▶ **PROBLEM 1**
In the excerpted passage on Children of Men, what is the name of the group that Julian Taylor leads?

“What are the roots that clutch, what branches grow / Out of this stony rubbish?”
The leader of a pro-immigrant political group and sometime terrorist organization called The Fishes, Julian Taylor (Julianne Moore) faces death by firearm quite early in Children of Men(Alfonso Cuarón, 2006), ambushed in a silent copse of trees outside London, year 2027. Somehow escaped from human hordes pouring rabidly out of the brush, her compatriots consecrate her body amid the thick foliage: “shantih, shantih, shantih,” the New Age-y Miriam (Pam Ferris) chants, before they leave the body forever.

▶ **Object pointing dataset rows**
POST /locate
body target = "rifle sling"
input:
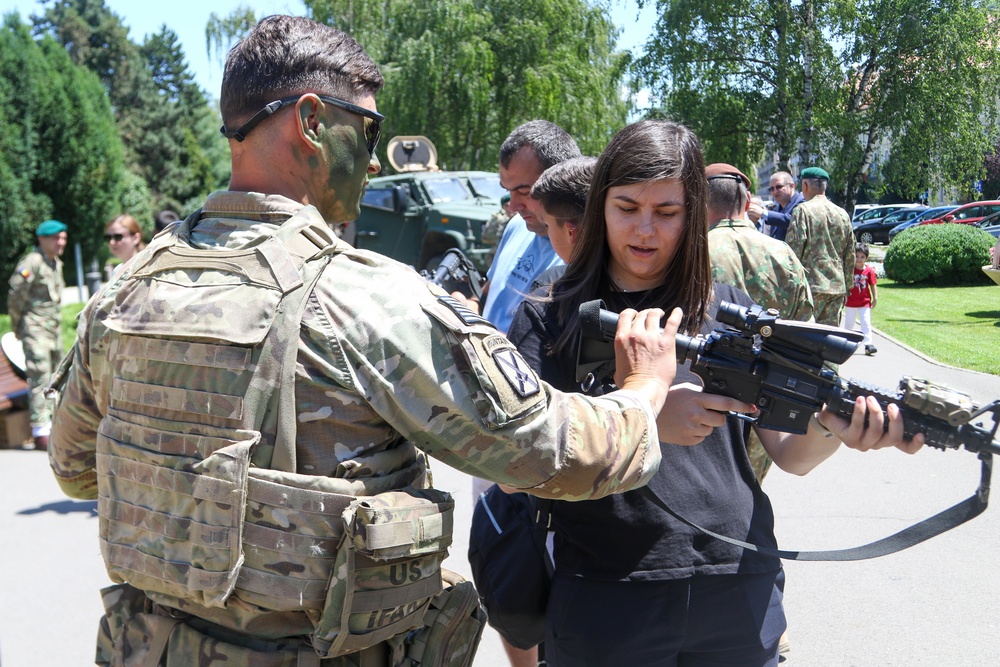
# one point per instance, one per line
(941, 522)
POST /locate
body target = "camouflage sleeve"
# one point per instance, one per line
(73, 442)
(19, 291)
(804, 308)
(447, 380)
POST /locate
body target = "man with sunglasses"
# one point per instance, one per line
(774, 222)
(251, 400)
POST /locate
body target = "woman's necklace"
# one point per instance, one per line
(616, 286)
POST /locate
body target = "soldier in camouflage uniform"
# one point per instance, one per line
(763, 267)
(35, 305)
(250, 401)
(820, 234)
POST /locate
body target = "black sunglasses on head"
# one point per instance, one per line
(373, 124)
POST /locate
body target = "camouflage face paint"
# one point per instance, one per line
(347, 162)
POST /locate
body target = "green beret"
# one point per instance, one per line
(50, 228)
(815, 172)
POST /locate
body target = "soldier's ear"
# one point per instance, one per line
(308, 120)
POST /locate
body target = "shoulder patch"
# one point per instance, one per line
(464, 314)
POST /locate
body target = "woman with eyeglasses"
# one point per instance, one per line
(124, 237)
(633, 585)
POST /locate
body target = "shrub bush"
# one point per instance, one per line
(945, 254)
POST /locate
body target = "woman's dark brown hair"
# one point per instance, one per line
(646, 151)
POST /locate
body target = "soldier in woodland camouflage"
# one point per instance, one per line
(251, 401)
(763, 267)
(35, 305)
(820, 234)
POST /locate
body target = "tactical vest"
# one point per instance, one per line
(199, 498)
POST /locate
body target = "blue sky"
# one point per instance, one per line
(188, 18)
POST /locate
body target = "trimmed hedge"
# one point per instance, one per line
(946, 254)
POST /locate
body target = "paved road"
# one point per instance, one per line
(935, 604)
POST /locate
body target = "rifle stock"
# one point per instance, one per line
(457, 273)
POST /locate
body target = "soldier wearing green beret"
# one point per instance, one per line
(252, 402)
(35, 301)
(820, 234)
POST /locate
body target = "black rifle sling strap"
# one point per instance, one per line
(954, 516)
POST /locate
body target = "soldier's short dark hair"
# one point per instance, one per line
(562, 188)
(727, 195)
(285, 55)
(551, 143)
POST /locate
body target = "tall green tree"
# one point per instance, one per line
(466, 72)
(161, 113)
(60, 153)
(835, 83)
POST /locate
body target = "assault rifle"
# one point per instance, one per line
(457, 273)
(781, 366)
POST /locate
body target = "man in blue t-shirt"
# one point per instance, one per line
(524, 251)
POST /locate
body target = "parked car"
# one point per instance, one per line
(935, 212)
(877, 213)
(991, 224)
(967, 214)
(415, 216)
(877, 231)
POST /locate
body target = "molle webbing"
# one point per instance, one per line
(202, 342)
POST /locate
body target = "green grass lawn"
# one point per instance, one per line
(959, 326)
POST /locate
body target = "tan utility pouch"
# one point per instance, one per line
(453, 626)
(133, 634)
(387, 569)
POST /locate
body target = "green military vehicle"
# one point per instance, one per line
(418, 214)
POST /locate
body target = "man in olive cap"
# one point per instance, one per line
(820, 234)
(34, 302)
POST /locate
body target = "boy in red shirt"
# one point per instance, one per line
(862, 297)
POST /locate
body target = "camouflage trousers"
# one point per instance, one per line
(136, 632)
(829, 308)
(42, 353)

▶ **PROBLEM 2**
Filter the entries above, copying every line that contains the word "green".

▶ **WRITTEN RESPONSE 1**
The Fishes.

▶ **WRITTEN RESPONSE 2**
body target = "green beret"
body target = "soldier wearing green beret"
body target = "tall green tree"
body target = "green grass lawn"
body target = "green military vehicle"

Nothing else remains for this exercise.